Cuore
- Categories: Celebrity magazine Women's magazine
- Frequency: Weekly
- Circulation: 229,050 (2011)
- Publisher: Zoom Ediciones, S.A.
- Founded: 2006
- First issue: May 2006
- Final issue: April 2020
- Company: Grupo Zeta
- Country: Spain
- Based in: Madrid
- Language: Spanish
- Website: Cuore

= Cuore (magazine) =

Spanish celebrity magazine (2006–2020)

Cuore was a weekly women's magazine based in Madrid, Spain. It was in circulation between May 2006 and April 2020.

==History and profile==
Cuore was established in 2006. The first issue was published in May 2006. The magazine was part of Grupo Zeta. It was headquartered in Madrid and was published weekly by Zoom Ediciones, S.A. It featured articles on celebrities and other topics addressing women aged between 20 and 35.

> _Problems to work on_:
- a) In one to three sentences, explain why the Cuore magazine text labels the magazine a Spanish celebrity magazine covering 2006–2020.
- b) Continue the text on Cuore magazine after its last sentence.
The data that comes next has no part in this work.

> _Data shown_:
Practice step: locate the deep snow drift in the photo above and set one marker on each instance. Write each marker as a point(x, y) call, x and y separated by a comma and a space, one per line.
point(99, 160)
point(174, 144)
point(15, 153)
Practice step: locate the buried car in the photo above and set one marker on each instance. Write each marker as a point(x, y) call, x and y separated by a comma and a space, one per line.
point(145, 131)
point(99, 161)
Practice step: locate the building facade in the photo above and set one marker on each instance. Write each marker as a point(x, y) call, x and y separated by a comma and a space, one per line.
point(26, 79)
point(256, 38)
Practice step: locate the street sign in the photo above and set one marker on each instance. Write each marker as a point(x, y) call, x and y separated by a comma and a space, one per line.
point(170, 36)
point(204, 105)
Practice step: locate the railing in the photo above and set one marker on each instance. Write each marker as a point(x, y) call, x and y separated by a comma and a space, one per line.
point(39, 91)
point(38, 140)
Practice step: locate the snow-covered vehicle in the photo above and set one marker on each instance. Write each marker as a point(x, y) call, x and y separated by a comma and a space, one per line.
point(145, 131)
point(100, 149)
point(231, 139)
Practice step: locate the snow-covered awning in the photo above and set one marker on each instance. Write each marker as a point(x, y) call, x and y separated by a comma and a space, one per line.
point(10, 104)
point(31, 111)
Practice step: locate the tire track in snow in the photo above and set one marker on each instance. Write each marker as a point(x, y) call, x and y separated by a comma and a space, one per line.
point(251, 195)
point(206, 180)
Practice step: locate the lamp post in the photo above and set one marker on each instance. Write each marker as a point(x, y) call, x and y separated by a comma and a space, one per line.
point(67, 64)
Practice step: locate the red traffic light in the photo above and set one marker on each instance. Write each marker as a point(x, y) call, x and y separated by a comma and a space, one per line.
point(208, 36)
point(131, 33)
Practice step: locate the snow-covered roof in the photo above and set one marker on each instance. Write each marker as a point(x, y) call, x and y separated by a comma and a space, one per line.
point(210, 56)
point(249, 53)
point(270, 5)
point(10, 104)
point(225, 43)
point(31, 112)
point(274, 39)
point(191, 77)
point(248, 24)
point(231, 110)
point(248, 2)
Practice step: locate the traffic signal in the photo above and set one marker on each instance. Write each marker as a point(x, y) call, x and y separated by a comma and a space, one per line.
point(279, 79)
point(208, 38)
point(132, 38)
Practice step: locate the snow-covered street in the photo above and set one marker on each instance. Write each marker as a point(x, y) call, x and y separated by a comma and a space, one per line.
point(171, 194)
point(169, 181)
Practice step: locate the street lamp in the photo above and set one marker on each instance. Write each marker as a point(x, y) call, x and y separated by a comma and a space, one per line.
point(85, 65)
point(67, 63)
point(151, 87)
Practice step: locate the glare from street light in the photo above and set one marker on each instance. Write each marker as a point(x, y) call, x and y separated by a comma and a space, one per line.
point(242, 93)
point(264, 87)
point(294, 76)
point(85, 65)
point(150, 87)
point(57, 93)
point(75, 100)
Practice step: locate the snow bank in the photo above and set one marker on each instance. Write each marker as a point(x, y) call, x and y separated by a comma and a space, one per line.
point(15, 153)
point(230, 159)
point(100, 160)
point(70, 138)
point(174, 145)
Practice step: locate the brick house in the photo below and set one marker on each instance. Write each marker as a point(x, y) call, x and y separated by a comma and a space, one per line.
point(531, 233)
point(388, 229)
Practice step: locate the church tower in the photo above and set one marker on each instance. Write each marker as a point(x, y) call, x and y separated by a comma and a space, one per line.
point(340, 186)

> _Results for the exercise_:
- a) Cuore was based in Madrid, Spain, and featured articles on celebrities. Its first issue came out in May 2006 and its final issue in April 2020.

- b)
The founding editor was Alvaro Bermejo Garcia. Cuore had a Portuguese version distributed in Portugal.

Cuore was the third-best selling magazine in Spain in 2007. In 2008 its circulation was 216,959 copies, making it the fifth best-selling magazine in its category in Spain. The magazine sold 226,318 copies in 2010 and 229,050 copies in 2011.

The last issue of Cuore appeared in April 2020, and it was reported in July 2020 that the magazine ceased publication due to the COVID-19 pandemic which interfered with distribution of the magazine.